Instruction:
Rename "Emitted" to "Output" everywhere in the listing below and leave every other character as it is.

Records for processing:
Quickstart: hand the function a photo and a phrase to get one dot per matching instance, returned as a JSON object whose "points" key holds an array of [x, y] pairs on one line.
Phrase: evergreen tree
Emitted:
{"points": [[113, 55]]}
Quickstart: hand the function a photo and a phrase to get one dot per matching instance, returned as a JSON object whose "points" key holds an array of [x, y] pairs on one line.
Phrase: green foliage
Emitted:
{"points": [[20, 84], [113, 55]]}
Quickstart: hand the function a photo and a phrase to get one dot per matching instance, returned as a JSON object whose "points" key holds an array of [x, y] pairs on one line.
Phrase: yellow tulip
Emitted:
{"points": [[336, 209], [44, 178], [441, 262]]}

Written answer:
Quickstart: hand the function a photo and a phrase to get one dot per matching instance, returned as a JSON object whose "points" key holds an array of [x, y] pairs on one line.
Phrase: evergreen tree
Output:
{"points": [[113, 55]]}
Quickstart: hand the function a photo and a phrase to get one dot per matching instance, returned as a JSON object whose "points" key holds an array of [x, y] pairs on one line.
Phrase: green foliage
Output:
{"points": [[20, 84], [113, 55]]}
Quickstart: hand the function a photo and a phrase to get one dot per matching instance, returned as a JSON object whose "points" key holds an array of [x, y] pairs on one line.
Phrase: yellow tulip
Output:
{"points": [[336, 209], [44, 178], [441, 262]]}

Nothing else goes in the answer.